(WRITTEN REQUEST) Report only the number of lines in the records that contain the string "suit".

(SUPPLIED DATA)
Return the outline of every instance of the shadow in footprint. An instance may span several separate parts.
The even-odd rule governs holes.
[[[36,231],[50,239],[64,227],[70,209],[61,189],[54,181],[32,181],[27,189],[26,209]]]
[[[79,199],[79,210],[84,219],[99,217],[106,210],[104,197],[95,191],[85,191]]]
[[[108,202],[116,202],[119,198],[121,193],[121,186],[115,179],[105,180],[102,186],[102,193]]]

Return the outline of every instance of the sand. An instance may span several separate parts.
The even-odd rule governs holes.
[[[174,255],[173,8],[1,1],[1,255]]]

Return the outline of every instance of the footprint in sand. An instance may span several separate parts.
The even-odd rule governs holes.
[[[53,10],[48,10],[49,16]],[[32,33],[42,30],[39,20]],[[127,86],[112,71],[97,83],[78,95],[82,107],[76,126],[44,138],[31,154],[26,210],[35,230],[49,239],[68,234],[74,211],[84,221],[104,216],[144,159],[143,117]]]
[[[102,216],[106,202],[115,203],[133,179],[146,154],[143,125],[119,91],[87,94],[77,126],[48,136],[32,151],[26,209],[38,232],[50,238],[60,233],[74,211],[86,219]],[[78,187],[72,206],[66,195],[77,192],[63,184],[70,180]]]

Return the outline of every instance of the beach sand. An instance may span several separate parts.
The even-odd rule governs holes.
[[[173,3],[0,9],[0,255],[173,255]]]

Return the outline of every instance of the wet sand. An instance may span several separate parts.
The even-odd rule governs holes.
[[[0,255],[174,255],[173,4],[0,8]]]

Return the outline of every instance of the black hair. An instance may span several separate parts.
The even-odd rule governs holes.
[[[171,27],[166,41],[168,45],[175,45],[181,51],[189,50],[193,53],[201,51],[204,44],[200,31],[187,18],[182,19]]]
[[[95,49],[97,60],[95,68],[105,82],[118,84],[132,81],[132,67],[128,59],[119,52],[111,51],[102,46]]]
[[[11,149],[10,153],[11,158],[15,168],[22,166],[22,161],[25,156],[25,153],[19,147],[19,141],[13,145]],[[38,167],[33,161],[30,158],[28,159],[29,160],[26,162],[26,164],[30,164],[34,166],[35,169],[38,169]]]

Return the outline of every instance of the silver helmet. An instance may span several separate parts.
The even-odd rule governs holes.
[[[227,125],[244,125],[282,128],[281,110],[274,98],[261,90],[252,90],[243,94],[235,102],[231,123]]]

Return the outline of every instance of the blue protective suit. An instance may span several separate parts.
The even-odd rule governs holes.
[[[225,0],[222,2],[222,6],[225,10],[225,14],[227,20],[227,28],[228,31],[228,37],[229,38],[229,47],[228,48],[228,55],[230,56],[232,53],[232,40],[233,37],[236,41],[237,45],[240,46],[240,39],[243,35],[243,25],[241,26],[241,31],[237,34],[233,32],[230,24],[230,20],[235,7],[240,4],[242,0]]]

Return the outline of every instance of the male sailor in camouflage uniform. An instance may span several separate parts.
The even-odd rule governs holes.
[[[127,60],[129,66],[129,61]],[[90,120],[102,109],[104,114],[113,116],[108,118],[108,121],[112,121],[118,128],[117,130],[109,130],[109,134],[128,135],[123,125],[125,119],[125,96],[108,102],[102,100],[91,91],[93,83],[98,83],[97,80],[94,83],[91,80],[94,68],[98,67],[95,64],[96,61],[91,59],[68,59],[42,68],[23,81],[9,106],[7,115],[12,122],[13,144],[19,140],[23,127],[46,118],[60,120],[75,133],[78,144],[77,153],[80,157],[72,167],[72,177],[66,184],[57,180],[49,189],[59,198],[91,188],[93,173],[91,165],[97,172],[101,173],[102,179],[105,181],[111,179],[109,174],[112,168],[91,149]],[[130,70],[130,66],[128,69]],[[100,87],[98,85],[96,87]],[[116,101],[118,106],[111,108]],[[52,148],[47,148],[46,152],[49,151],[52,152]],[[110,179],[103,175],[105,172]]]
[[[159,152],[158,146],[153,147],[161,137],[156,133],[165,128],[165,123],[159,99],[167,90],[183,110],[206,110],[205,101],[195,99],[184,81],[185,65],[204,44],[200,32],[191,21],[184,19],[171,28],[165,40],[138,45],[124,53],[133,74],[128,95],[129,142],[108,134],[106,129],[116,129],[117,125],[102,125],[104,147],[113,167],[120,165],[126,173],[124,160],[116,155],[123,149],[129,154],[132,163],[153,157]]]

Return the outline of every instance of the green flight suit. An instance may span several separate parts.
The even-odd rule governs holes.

(RESPONSE TO THIS TASK) 2